### Task goal
Reproduce the rows starting at the beginning and ending with the line that contains "[[[164,104],[155,103],[154,124],[164,126]]]", swapping "Mark" for "Outline" and leaving everything else unchanged. Omit the pictures from the output.

### Data for this exercise
▼▼▼
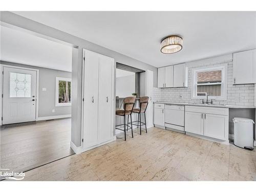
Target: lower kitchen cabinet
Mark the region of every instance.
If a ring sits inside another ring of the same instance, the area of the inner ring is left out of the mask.
[[[204,114],[204,135],[221,140],[228,139],[228,116]]]
[[[164,104],[155,103],[154,124],[164,126]]]
[[[188,106],[185,112],[185,131],[228,140],[228,109]]]
[[[185,131],[198,135],[203,135],[203,114],[186,112],[185,113]]]

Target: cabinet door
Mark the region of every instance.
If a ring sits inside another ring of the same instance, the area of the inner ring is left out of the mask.
[[[174,66],[174,87],[186,87],[187,85],[186,68],[184,65]]]
[[[228,139],[228,117],[205,114],[204,135],[214,138]]]
[[[174,87],[174,67],[168,66],[165,67],[164,71],[165,87],[172,88]]]
[[[233,54],[234,84],[253,83],[256,82],[256,62],[253,60],[253,54],[255,51],[249,50]]]
[[[164,87],[164,68],[158,68],[157,70],[157,87],[158,88]]]
[[[198,135],[204,134],[204,120],[202,113],[185,113],[185,131]]]
[[[164,126],[164,109],[155,108],[154,110],[154,123]]]
[[[98,144],[99,55],[86,50],[84,62],[83,148]]]
[[[100,55],[99,69],[99,143],[111,140],[113,136],[112,80],[114,59]]]

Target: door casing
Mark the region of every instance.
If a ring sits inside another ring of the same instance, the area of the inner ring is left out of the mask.
[[[36,72],[36,116],[35,116],[35,119],[36,121],[37,120],[38,118],[38,100],[39,100],[39,70],[36,69],[32,69],[32,68],[24,68],[23,67],[17,67],[17,66],[10,66],[8,65],[3,65],[3,64],[0,64],[1,66],[1,72],[0,73],[0,84],[1,84],[1,96],[0,97],[1,98],[1,102],[0,102],[0,105],[1,105],[1,118],[0,118],[1,120],[1,123],[0,124],[2,125],[3,124],[3,121],[2,120],[2,117],[3,116],[3,97],[2,97],[2,95],[4,94],[3,93],[3,78],[4,78],[4,75],[3,74],[3,72],[4,71],[4,67],[8,67],[9,68],[14,68],[14,69],[24,69],[24,70],[31,70],[31,71],[34,71]]]

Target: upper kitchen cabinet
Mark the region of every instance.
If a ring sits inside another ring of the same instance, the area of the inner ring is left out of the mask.
[[[174,87],[174,66],[165,67],[164,72],[165,88]]]
[[[185,65],[158,68],[158,88],[182,87],[187,87],[187,67]]]
[[[187,87],[188,68],[184,64],[174,66],[174,87]]]
[[[256,49],[233,54],[233,84],[256,83]]]
[[[164,87],[165,68],[161,68],[157,70],[157,87],[159,88]]]

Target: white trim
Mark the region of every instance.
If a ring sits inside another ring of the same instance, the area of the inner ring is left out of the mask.
[[[87,151],[92,150],[93,148],[96,148],[96,147],[99,147],[100,146],[103,145],[105,145],[106,144],[111,143],[111,142],[115,141],[116,140],[116,136],[114,135],[113,136],[113,139],[111,139],[111,140],[110,140],[109,141],[108,141],[104,142],[103,143],[101,143],[100,144],[97,144],[97,145],[94,145],[94,146],[91,146],[90,147],[88,147],[88,148],[82,148],[82,147],[81,147],[81,153],[85,152],[86,152]]]
[[[228,140],[226,141],[226,140],[220,140],[220,139],[218,139],[213,138],[212,137],[205,136],[204,135],[198,135],[198,134],[196,134],[195,133],[189,133],[189,132],[186,132],[185,133],[186,133],[186,134],[185,134],[186,135],[190,135],[190,136],[194,136],[194,137],[198,137],[199,138],[208,140],[209,141],[218,142],[219,143],[221,143],[222,144],[229,145],[229,141]]]
[[[81,146],[76,146],[72,141],[70,141],[70,147],[76,153],[76,154],[79,154],[81,153]]]
[[[11,66],[9,65],[5,65],[5,64],[0,64],[1,66],[1,72],[0,73],[0,83],[1,83],[1,94],[3,94],[3,78],[4,78],[4,76],[3,75],[3,71],[4,70],[4,67],[7,67],[9,68],[14,68],[14,69],[24,69],[26,70],[30,70],[30,71],[34,71],[36,72],[36,114],[35,114],[35,120],[36,121],[37,120],[37,119],[38,118],[38,102],[39,102],[39,70],[36,69],[33,69],[33,68],[25,68],[23,67],[17,67],[17,66]],[[3,116],[3,98],[0,97],[1,98],[1,112],[0,113],[0,114],[2,115],[1,117]],[[2,125],[2,118],[0,118],[0,124]]]
[[[70,78],[66,78],[66,77],[56,77],[55,80],[55,106],[71,106],[72,103],[72,99],[71,95],[70,95],[70,99],[71,100],[71,102],[69,103],[59,103],[59,81],[70,81],[72,82],[71,79]],[[72,87],[72,86],[71,86]],[[71,88],[71,93],[72,92],[72,90]]]
[[[52,116],[38,117],[36,119],[36,121],[44,121],[46,120],[61,119],[63,118],[69,118],[69,117],[71,117],[71,114],[55,115]]]
[[[227,63],[224,63],[221,66],[209,67],[203,66],[198,68],[195,68],[191,70],[191,99],[205,99],[205,96],[199,96],[197,95],[197,73],[198,72],[204,72],[209,71],[222,71],[221,79],[221,96],[209,96],[209,99],[216,100],[227,100]]]

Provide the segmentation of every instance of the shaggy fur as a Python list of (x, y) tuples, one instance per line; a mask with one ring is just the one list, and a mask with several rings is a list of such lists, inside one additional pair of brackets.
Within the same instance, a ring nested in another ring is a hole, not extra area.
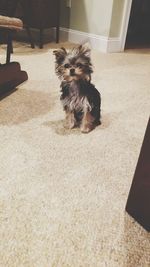
[(100, 124), (101, 97), (91, 83), (90, 49), (84, 45), (67, 53), (65, 48), (54, 51), (56, 74), (61, 79), (61, 101), (66, 112), (65, 126), (79, 126), (88, 133)]

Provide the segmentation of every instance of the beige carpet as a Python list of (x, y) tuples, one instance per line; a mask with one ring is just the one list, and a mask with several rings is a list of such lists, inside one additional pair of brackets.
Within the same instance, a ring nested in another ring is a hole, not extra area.
[(150, 235), (125, 213), (150, 113), (149, 51), (92, 51), (102, 125), (85, 135), (63, 128), (54, 47), (15, 44), (29, 80), (0, 102), (0, 267), (149, 267)]

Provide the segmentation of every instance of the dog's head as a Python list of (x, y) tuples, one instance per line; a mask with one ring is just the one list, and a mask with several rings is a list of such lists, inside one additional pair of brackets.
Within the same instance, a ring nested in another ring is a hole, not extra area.
[(80, 45), (69, 52), (64, 47), (54, 50), (56, 74), (66, 81), (90, 80), (93, 72), (90, 52), (91, 50), (87, 45)]

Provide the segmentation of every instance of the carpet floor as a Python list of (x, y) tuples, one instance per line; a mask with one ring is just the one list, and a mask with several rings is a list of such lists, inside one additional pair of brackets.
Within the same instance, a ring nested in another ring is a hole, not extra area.
[(29, 79), (0, 102), (0, 267), (149, 267), (150, 235), (125, 213), (150, 113), (149, 51), (92, 51), (102, 125), (82, 134), (63, 127), (57, 46), (14, 44)]

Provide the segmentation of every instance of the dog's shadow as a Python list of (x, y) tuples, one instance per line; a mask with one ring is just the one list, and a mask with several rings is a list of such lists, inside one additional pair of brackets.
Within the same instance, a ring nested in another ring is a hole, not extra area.
[(80, 135), (80, 129), (79, 128), (73, 128), (73, 129), (67, 129), (64, 126), (64, 120), (57, 120), (57, 121), (48, 121), (43, 123), (44, 126), (51, 127), (56, 134), (58, 135), (70, 135), (70, 134), (76, 134)]

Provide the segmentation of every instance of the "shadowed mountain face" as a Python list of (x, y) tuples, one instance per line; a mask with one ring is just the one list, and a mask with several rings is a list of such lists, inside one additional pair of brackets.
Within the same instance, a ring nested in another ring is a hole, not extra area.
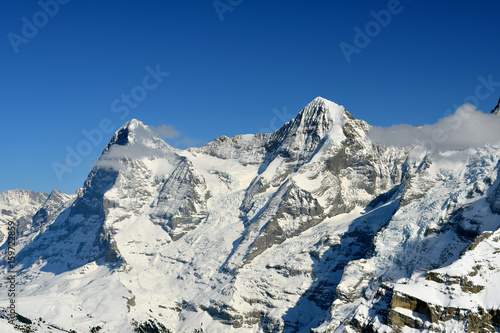
[(129, 121), (75, 195), (0, 194), (19, 314), (78, 332), (498, 329), (498, 146), (431, 156), (370, 128), (320, 97), (274, 133), (187, 150)]

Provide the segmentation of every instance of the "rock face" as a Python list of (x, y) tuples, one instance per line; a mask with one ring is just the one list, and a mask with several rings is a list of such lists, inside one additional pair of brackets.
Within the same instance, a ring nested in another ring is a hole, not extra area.
[(498, 331), (499, 147), (430, 156), (370, 128), (320, 97), (188, 150), (126, 123), (75, 196), (0, 194), (18, 313), (42, 331)]

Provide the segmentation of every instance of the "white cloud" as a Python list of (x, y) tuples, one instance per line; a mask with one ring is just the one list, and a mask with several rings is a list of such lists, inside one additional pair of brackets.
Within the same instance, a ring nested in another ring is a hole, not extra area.
[(434, 125), (373, 127), (368, 137), (386, 146), (421, 145), (430, 151), (446, 151), (500, 143), (500, 117), (464, 104)]
[(172, 125), (163, 124), (158, 127), (151, 127), (151, 129), (165, 139), (176, 138), (180, 135), (179, 131), (176, 130)]

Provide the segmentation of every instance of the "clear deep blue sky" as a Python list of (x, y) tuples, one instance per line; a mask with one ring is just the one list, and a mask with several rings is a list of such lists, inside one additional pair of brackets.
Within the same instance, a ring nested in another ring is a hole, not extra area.
[[(178, 135), (167, 142), (185, 148), (275, 130), (316, 96), (378, 126), (431, 124), (470, 96), (489, 111), (500, 97), (500, 83), (476, 93), (480, 76), (500, 82), (497, 0), (217, 4), (220, 13), (212, 0), (71, 0), (51, 17), (37, 1), (5, 1), (0, 191), (74, 192), (112, 133), (67, 161), (62, 181), (53, 163), (106, 118), (113, 131), (132, 118), (168, 125)], [(374, 23), (370, 12), (388, 9), (390, 22)], [(370, 40), (355, 41), (356, 27), (372, 29)], [(358, 46), (350, 63), (342, 42)], [(144, 90), (157, 65), (169, 75)], [(135, 108), (120, 100), (132, 91)]]

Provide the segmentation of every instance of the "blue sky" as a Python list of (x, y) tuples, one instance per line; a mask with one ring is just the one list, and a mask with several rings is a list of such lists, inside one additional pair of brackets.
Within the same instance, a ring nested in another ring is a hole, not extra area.
[(55, 1), (2, 4), (0, 191), (74, 192), (131, 118), (185, 148), (275, 130), (316, 96), (378, 126), (500, 97), (496, 0)]

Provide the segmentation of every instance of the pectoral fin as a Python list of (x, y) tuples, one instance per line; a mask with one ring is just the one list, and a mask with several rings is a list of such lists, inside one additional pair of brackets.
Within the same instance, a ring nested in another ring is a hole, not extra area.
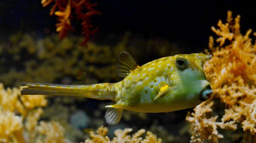
[(113, 125), (118, 123), (122, 118), (123, 109), (116, 108), (115, 105), (106, 106), (107, 111), (105, 115), (106, 122), (110, 125)]
[(167, 91), (169, 91), (177, 87), (177, 86), (174, 86), (170, 87), (168, 84), (166, 82), (162, 81), (159, 83), (158, 84), (158, 89), (159, 89), (159, 91), (158, 92), (158, 94), (154, 98), (154, 100), (155, 100), (159, 97), (161, 96), (163, 93), (166, 93)]

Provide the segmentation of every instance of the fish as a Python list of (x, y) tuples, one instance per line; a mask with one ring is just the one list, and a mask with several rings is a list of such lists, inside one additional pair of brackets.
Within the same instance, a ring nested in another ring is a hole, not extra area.
[[(118, 123), (124, 109), (137, 112), (169, 112), (192, 107), (213, 93), (204, 70), (210, 55), (178, 54), (139, 66), (127, 51), (122, 51), (117, 83), (73, 85), (22, 82), (21, 95), (69, 95), (112, 101), (105, 107), (106, 122)], [(102, 73), (103, 74), (103, 73)]]

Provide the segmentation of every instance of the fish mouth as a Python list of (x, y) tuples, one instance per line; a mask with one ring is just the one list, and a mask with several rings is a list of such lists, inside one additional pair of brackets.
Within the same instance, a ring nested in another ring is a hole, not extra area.
[(200, 100), (204, 101), (211, 98), (213, 91), (209, 85), (207, 85), (200, 93)]

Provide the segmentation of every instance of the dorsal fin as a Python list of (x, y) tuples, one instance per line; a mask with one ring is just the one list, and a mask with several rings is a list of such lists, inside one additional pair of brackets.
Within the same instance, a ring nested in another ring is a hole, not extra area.
[(119, 55), (117, 64), (117, 75), (119, 77), (125, 77), (131, 72), (140, 67), (129, 53), (123, 51)]

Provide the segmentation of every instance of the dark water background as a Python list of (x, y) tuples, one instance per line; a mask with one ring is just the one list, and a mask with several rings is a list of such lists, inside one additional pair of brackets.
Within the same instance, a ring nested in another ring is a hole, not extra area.
[[(93, 23), (99, 27), (99, 30), (91, 37), (90, 40), (99, 44), (114, 45), (128, 31), (138, 38), (164, 39), (175, 43), (184, 53), (201, 52), (207, 48), (209, 36), (214, 35), (211, 26), (217, 27), (219, 19), (225, 21), (228, 10), (233, 11), (233, 17), (237, 14), (241, 16), (242, 34), (244, 34), (249, 28), (253, 29), (253, 32), (256, 30), (255, 5), (249, 1), (90, 1), (97, 3), (98, 6), (95, 8), (102, 13), (102, 15), (93, 16), (92, 19)], [(10, 35), (17, 32), (35, 33), (38, 38), (55, 33), (56, 17), (49, 15), (52, 4), (43, 8), (40, 2), (40, 0), (0, 0), (0, 42), (8, 40)], [(81, 35), (80, 24), (79, 22), (73, 24), (76, 31), (73, 34)], [(159, 57), (154, 56), (153, 53), (150, 56), (146, 55), (143, 58), (138, 61), (140, 65)], [(50, 99), (49, 101), (49, 104), (53, 104), (54, 100)], [(99, 105), (102, 103), (93, 99), (87, 99), (86, 102), (85, 104), (81, 101), (76, 104), (76, 108), (86, 111), (90, 117), (91, 115), (95, 114), (94, 109), (99, 108)], [(70, 107), (68, 104), (64, 105)], [(189, 110), (192, 111), (192, 109)], [(104, 119), (103, 110), (100, 111), (99, 118)], [(156, 126), (160, 125), (169, 132), (166, 135), (170, 132), (172, 135), (176, 135), (177, 137), (178, 137), (174, 140), (188, 142), (189, 135), (183, 133), (180, 135), (181, 133), (178, 132), (182, 132), (180, 129), (187, 123), (185, 121), (187, 111), (147, 114), (146, 121), (134, 117), (129, 122), (118, 126), (120, 128), (131, 127), (137, 129), (141, 128), (148, 129), (152, 124), (156, 124)], [(157, 121), (153, 121), (155, 119), (157, 119)], [(111, 127), (109, 128), (111, 129)], [(183, 136), (185, 137), (181, 139)]]
[[(175, 42), (188, 52), (207, 48), (210, 27), (225, 20), (230, 10), (241, 16), (244, 33), (256, 29), (256, 9), (253, 1), (241, 0), (91, 0), (102, 12), (93, 18), (99, 28), (92, 40), (110, 42), (125, 31), (145, 38), (160, 37)], [(50, 6), (52, 6), (52, 4)], [(43, 8), (40, 0), (0, 1), (1, 36), (17, 31), (36, 31), (38, 36), (49, 28), (55, 31), (56, 17), (50, 17), (50, 6)], [(79, 27), (80, 23), (76, 23)], [(76, 27), (76, 25), (75, 25)], [(76, 28), (79, 34), (79, 28)], [(43, 36), (43, 35), (42, 35)]]

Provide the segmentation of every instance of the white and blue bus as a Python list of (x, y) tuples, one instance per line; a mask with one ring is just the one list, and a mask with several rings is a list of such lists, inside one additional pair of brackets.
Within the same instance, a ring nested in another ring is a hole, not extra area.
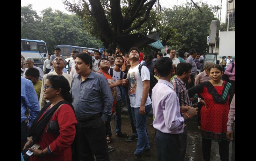
[(64, 56), (65, 58), (70, 57), (71, 52), (72, 51), (77, 51), (79, 53), (82, 53), (85, 50), (87, 50), (90, 52), (93, 53), (94, 50), (98, 50), (98, 49), (93, 48), (76, 46), (67, 45), (57, 45), (56, 47), (59, 47), (61, 49), (61, 55)]
[(20, 39), (21, 55), (26, 58), (31, 57), (38, 61), (44, 61), (48, 53), (46, 44), (41, 40)]

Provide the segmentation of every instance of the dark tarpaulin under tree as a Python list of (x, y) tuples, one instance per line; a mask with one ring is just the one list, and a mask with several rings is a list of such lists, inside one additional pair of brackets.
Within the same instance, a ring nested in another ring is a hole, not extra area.
[(113, 48), (119, 44), (113, 38), (139, 28), (148, 19), (156, 1), (89, 0), (88, 4), (85, 0), (77, 3), (63, 0), (67, 9), (83, 19), (85, 28), (93, 30), (91, 34), (100, 38), (106, 48)]

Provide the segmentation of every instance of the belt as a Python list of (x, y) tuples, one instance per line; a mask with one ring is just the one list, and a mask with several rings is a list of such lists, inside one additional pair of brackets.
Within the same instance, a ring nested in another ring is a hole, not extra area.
▲▲▲
### Exercise response
Target: lower kitchen cabinet
Outline the region of every instance.
If a ring sits inside another ring of the same instance, the area of the inner ring is left out of the mask.
[[[204,114],[204,135],[221,140],[228,139],[228,116]]]
[[[164,104],[155,103],[154,124],[164,126]]]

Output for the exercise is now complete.